* OBJECTIVES:
1. Rewrite the reader comments between "Your photos have" and "of Sonshine said...", inclusive, swapping "pictures" for "photos".
2. Carry on the reader comments about the jacket lining technique from the point where they stop.

* TEXT EXCERPT:
# # # # #

Your photos have saved my sanity! Thank you!
10/7/12 0:22 AM
said...
This explains the technique very well.....even I could follow it!
7/4/10 5:28 PM
frame said...
What a great tip/technique. The pictures make it so easy to understand. Thanks.
4/1/10 4:13 PM
Coastal Connie said...
Hi, I was disappointed that the review's picture links are no longer active. Can this be fixed? thanks
2/21/10 11:26 PM
Raye of Sonshine said...
Excellent pictures! I too benefit well from seeing things!! Thank you!
3/6/08 4:08 PM
excentric said...
What an excellent technique, will print your detailed instructions and photos to use for my next jacket. Thank you for great tip. Will also be passing this on to all my dressmaking friends as well.
8/18/07 11:56 PM
Kim Winson said...
Hi sewnow: You are correct about the lining being as wide as the jacket itself. I did not find this to be a problem. When I used this method on a jacket with facings (a different jacket than the one used here as an example), the extra lining formed a jump pleat along the front facings of the jacket. It doesn't interfere or peak out when I wear the jacket, even when I button it up. HTH.

# # # # #

* DATA EXCERPT:
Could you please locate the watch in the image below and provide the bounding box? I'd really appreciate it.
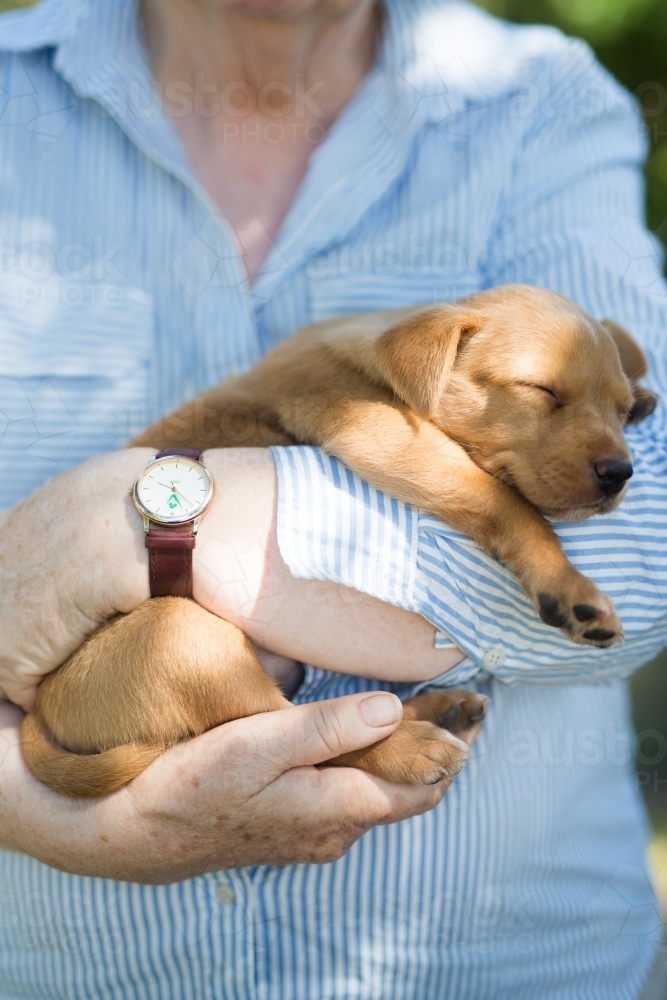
[131,448,213,597]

# # # # #

* WRITTEN ANSWERS:
1.
Your photos have saved my sanity! Thank you!
10/7/12 0:22 AM
said...
This explains the technique very well.....even I could follow it!
7/4/10 5:28 PM
frame said...
What a great tip/technique. The photos make it so easy to understand. Thanks.
4/1/10 4:13 PM
Coastal Connie said...
Hi, I was disappointed that the review's picture links are no longer active. Can this be fixed? thanks
2/21/10 11:26 PM
Raye of Sonshine said...

2.
8/15/07 6:21 AM
stlox said...
Excellent review. It certainly is a help.
8/14/07 7:14 PM
sewnow said...
This simple method to line a jacket has been one of the most difficult procedures for me to comprehend. Hopefully, with these new found details I will be successful when I finally try to sew the lining by bagging it. Been scared off to even try. One question, dumb, maybe from a long time sewer, but if the lining is cut from the jacket, and the jacket has a facing, won't the lining be too wide and some of the front lining will have to be trimmed off to accommodate the space the facing is using.
8/14/07 1:54 PM
Karine said...
Kim, this is terrific! I'll continue to thank you every time I use this.
8/14/07 11:04 AM
MAB.AZ said...
Thank you, thank you, Kim! The photos make it easy to understand.
8/13/07 5:50 PM
Olivia Sews said...
Thanks for posting the idea. I am in the process of getting some wool to make pants and a jacket for winter and I am debating what kind of lining to get. I like the idea of stretch lining but I don't think it would work on wool.
8/12/07 6:15 PM
utz said...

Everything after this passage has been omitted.